■ Task list
A. In the laboratory description, what detectors are the gas chromatography systems equipped with?
B. List every kind of chromatography named in the laboratory description.

■ Document segment
--

Environmental Sciences and Bioenvironmental Engineering Laboratories:
Soil Laboratory: The soil laboratory is equipped with balances, ovens, pH and electrical conductivity meters, hydrometers to measure particle size distributions manually and instruments to measure particle size distributions automatically. Also available are a set of sensors to measure water content and pressure potential in soil with data loggers to automatically record the results. In addition, the lab is equipped with two pressure extractors and automatic systems to measure water retention curves and saturated hydraulic conductivity, and with two types of tension infiltrometers that can be connected to data loggers for automatically quantifying water movement through unsaturated soils and sediments.
Unit Process Laboratories: The two process teaching laboratories have all necessary analytical facilities for characterizing and quantifying physical, chemical and biological processes in both natural and engineered systems. A Milli-Q water system provides the highest quality water for various analytical and process-oriented laboratories. There are two gas chromatography systems equipped with Flame Ionization or Electron Capture Detector and an autosampler. There is a high performance liquid chromatography (HPLC) system and an ion chromatography system (with electrochemical suppression) which include an optional fraction collector for prep-scale LC work, including gel permeation chromatography and size-exclusion chromatography. The laboratories also house a UV-visible spectrophotometer.

--

(Dataset entries)

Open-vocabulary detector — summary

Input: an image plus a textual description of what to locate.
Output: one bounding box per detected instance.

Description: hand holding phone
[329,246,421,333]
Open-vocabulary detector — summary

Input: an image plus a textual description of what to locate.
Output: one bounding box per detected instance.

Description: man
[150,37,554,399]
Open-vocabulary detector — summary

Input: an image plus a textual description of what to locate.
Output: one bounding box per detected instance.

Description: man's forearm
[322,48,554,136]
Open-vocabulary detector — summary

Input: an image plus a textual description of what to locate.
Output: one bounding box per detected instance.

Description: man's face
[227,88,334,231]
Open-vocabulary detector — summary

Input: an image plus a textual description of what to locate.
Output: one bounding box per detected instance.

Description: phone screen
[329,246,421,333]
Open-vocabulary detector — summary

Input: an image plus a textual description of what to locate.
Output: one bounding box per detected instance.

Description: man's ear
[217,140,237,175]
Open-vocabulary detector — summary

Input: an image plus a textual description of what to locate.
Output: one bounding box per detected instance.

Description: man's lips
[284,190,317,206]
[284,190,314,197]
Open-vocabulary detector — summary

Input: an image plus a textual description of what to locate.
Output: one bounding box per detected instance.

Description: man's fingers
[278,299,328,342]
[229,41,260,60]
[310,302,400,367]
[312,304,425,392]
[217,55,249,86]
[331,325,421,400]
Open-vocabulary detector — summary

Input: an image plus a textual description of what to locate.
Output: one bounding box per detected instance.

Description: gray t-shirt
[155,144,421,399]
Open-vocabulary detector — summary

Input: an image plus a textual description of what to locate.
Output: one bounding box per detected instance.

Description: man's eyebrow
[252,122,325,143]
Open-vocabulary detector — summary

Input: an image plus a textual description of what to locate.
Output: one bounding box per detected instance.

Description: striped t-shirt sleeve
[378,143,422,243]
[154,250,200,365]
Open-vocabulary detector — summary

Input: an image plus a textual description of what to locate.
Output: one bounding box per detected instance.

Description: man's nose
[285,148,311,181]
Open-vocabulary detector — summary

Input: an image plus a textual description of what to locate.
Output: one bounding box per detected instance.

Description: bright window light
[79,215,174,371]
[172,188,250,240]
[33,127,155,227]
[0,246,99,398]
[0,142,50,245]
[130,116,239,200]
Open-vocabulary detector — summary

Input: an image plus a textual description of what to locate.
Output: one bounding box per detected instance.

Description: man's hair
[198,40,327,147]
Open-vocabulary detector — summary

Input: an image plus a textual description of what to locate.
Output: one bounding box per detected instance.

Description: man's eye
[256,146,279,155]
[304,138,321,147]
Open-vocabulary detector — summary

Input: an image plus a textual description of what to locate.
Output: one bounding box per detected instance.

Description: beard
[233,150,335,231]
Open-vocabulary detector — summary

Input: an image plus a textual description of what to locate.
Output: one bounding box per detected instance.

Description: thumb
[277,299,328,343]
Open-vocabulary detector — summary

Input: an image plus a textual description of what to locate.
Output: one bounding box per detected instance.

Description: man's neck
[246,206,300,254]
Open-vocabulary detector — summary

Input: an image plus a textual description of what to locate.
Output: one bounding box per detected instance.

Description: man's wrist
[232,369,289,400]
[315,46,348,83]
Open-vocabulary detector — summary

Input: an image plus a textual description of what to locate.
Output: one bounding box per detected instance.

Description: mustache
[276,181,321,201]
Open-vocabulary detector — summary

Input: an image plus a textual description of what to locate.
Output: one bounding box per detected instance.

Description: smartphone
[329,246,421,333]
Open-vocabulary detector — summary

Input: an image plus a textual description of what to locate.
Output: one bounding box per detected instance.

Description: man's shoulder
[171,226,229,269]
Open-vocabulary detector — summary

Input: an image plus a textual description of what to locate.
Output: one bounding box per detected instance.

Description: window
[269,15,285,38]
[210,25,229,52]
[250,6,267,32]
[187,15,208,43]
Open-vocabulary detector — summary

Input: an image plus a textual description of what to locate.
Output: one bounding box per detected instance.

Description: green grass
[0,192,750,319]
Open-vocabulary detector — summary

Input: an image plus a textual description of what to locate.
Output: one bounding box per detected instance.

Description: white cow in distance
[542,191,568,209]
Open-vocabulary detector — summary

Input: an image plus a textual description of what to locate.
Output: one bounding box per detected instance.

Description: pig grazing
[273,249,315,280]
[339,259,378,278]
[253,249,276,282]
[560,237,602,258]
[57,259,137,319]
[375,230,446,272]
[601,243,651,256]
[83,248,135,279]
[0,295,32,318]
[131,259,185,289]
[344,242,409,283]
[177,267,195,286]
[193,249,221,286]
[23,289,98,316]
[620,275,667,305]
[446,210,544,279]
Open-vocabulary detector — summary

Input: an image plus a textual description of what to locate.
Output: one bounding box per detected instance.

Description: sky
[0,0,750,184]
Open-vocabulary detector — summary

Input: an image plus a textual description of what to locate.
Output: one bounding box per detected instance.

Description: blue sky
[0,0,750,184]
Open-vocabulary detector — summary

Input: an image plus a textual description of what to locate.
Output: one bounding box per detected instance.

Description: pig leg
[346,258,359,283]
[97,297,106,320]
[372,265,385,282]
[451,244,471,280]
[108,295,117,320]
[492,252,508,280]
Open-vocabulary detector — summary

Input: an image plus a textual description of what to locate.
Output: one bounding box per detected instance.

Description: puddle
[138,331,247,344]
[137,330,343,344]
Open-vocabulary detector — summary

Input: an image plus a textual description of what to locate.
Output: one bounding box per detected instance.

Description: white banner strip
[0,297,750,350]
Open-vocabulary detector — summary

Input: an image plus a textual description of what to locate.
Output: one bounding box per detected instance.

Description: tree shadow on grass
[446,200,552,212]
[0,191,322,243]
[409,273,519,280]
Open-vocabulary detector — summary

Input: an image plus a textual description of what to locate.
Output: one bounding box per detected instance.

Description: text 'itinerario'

--

■ Answers for this exercise
A. Flame Ionization or Electron Capture Detector.

B. Gas chromatography, high performance liquid chromatography (HPLC), ion chromatography, gel permeation chromatography, size-exclusion chromatography